§ QUESTIONS TO ANSWER
1) Reproduce the Appropriation Bill speech from "It is the next" to "private sector jobs.", word for word.
2) According to the Appropriation Bill speech, how many applications for top-up support payments had been paid?
3) Pick up the Appropriation Bill speech after its final sentence and continue it.

***** EXERCISE TEXT

MS CASTLEY (Yerrabi) (4.40): In my role as the shadow minister for business, I wish to speak on the Appropriation Bill 2021-22. Delivering his budget speech on 6 October, the Chief Minister and Treasurer trumpeted that one of the budget’s three priorities was to “turbo-charge our economic recovery”. He went on:

It is the next stage of the government’s plan to support Canberrans through the pandemic and recover from this once-in-a-generation crisis.

The Treasurer also told us that one of the principles underpinning the budget was protecting and creating jobs. On all these measures, the budget failed. This Labor-Greens government has failed. It has failed to support our most courageous Canberrans—our small business owners—and in failing to protect and support our small business owners, it failed to secure our private sector jobs.

It is incredible to think that some Canberra business owners are still waiting for financial support from this government. During yesterday’s COVID select committee, it was revealed that more than 70 businesses are yet to receive financial support. In relation to top-up support payments for tourism, accommodation, arts events and the hospitality sector, a total of 1,053 applications have been received, yet only 675 applications have been paid. To say small business owners are desperate for this financial support is an understatement. The reality is that small business owners have done it tougher than most, largely due to this government’s incompetence and neglect.

**********
***** GIVEN DATA

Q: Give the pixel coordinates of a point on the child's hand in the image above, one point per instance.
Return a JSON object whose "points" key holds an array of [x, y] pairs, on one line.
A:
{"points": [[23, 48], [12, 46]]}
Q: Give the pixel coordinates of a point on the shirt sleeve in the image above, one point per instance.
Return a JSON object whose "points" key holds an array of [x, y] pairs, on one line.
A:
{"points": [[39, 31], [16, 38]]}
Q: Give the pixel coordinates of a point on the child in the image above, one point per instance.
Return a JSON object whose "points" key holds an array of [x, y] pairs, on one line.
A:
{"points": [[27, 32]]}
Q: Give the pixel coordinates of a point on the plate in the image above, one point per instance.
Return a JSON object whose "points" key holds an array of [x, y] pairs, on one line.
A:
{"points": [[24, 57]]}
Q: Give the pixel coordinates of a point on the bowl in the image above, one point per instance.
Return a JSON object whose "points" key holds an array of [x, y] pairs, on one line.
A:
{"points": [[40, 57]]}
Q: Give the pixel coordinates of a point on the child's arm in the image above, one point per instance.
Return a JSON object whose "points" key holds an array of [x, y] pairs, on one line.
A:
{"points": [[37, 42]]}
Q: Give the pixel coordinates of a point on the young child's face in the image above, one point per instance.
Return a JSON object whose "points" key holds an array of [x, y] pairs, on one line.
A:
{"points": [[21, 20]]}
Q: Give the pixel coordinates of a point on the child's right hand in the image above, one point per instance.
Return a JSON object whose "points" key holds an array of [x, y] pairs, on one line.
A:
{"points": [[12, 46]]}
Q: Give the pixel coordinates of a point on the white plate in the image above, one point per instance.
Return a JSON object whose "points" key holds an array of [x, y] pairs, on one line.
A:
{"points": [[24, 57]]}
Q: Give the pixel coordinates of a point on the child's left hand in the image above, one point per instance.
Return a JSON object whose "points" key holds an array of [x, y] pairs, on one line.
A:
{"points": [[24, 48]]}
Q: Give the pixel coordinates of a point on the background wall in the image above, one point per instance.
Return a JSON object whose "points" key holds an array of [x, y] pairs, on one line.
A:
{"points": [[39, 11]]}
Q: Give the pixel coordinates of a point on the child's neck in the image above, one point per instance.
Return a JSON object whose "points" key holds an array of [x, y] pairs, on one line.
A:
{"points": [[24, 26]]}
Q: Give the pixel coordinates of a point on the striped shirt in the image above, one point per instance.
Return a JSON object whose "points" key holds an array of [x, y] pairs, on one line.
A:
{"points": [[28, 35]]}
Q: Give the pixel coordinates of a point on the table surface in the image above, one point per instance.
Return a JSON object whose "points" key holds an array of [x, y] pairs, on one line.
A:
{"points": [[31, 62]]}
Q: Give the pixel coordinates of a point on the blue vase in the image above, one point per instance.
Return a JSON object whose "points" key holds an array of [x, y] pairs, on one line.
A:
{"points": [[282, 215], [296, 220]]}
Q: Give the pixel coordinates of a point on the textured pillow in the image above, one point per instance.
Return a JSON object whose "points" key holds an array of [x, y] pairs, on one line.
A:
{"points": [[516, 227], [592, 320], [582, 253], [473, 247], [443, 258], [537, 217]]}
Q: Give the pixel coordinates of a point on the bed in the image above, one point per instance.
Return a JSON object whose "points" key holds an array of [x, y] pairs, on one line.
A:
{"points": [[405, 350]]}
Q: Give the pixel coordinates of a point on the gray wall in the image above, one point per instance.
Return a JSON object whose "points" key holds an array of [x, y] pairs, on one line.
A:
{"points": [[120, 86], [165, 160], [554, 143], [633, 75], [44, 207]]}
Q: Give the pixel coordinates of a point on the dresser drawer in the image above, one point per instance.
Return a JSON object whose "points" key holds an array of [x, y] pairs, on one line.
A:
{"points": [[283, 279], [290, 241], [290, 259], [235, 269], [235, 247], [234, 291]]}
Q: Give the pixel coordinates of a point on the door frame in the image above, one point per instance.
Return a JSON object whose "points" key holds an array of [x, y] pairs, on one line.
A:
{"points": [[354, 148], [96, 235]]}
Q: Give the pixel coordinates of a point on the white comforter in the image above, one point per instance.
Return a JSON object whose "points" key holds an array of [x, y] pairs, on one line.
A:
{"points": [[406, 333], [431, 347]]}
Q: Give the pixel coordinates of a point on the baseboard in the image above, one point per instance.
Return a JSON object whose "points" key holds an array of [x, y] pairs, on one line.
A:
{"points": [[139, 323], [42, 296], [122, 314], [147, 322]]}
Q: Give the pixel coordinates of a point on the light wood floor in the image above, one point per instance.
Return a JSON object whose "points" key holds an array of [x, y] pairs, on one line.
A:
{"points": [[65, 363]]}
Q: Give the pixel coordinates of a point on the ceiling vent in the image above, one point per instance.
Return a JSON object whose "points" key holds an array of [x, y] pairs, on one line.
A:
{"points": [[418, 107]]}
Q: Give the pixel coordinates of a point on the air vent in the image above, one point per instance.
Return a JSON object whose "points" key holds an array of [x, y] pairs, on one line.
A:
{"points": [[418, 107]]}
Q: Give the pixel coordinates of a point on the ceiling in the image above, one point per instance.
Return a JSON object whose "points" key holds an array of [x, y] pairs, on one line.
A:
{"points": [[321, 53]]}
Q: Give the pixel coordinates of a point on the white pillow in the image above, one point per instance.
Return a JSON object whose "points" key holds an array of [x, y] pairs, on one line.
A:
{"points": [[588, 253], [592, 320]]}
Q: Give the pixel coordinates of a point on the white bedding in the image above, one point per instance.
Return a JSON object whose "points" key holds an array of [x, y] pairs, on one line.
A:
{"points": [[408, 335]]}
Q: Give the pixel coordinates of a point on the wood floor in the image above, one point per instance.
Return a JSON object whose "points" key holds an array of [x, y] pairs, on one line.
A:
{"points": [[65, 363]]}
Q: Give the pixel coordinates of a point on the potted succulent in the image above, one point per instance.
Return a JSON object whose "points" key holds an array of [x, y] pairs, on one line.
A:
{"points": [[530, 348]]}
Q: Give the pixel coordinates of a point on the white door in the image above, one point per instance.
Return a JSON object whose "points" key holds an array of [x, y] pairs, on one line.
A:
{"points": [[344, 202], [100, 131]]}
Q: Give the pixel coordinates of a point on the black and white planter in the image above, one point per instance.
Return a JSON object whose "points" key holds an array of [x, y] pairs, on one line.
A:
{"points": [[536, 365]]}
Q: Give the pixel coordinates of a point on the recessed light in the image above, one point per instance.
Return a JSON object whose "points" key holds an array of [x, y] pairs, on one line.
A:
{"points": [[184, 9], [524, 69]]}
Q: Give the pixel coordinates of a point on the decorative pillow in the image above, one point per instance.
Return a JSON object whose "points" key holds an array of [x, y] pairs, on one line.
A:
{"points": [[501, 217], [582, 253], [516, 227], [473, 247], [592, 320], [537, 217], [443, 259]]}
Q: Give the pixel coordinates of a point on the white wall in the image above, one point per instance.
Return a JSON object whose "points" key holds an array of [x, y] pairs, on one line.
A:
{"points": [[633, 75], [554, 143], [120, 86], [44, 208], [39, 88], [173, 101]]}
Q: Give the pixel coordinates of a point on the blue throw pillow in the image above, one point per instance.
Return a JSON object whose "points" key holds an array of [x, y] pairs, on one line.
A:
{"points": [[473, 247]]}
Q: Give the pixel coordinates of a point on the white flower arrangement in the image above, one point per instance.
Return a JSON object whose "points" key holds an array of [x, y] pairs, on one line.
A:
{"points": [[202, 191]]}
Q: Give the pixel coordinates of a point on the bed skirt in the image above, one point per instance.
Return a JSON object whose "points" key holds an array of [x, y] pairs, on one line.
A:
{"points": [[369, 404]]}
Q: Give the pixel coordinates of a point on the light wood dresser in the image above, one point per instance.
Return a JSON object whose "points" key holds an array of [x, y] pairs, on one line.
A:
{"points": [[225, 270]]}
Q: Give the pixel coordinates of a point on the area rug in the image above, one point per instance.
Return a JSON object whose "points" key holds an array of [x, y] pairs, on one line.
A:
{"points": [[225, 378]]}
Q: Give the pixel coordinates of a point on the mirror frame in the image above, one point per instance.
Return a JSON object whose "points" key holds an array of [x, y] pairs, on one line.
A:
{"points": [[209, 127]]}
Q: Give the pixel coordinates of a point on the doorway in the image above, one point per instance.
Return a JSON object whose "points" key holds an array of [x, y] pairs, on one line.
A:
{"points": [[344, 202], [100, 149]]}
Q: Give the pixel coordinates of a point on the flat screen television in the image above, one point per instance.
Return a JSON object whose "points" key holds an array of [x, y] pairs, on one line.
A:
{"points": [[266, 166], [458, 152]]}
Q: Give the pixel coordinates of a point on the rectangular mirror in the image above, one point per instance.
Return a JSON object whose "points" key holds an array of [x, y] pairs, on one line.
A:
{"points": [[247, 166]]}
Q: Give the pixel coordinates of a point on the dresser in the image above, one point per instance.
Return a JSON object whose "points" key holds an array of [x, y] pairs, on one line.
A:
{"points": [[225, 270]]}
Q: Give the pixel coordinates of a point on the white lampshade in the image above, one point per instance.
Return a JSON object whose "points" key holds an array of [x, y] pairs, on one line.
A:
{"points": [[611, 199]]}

**********

§ ANSWERS GIVEN
1)
It is the next stage of the government’s plan to support Canberrans through the pandemic and recover from this once-in-a-generation crisis.

The Treasurer also told us that one of the principles underpinning the budget was protecting and creating jobs. On all these measures, the budget failed. This Labor-Greens government has failed. It has failed to support our most courageous Canberrans—our small business owners—and in failing to protect and support our small business owners, it failed to secure our private sector jobs.

2) 675 applications had been paid, out of 1,053 received.

3)
Canberra’s struggling business sector looked to this government and this budget for financial support beyond what was already offered through the joint federal-ACT government business support grants. There was nothing. Not only has our small business sector been let down by this government that failed to prepare for the lockdown and provide the clarity and certainty that business needs; it was left out in the cold by a budget that offered nothing extra.

I am one of the lucky ones. Like everyone else in this place, during lockdown I kept my job and fortnightly pay cheque, and my super kept ticking over, but many Canberrans are not so fortunate, particularly small business owners and their employees, which is why so many people felt desperate. I refer to the gardeners and hairdressers, music teachers and builders, beauty therapists and retailers, hire car drivers and fencing specialists, handymen, gym owners, drycleaners and taekwondo instructors—all struggling business owners who wrote to me during lockdown, sharing tales of despair.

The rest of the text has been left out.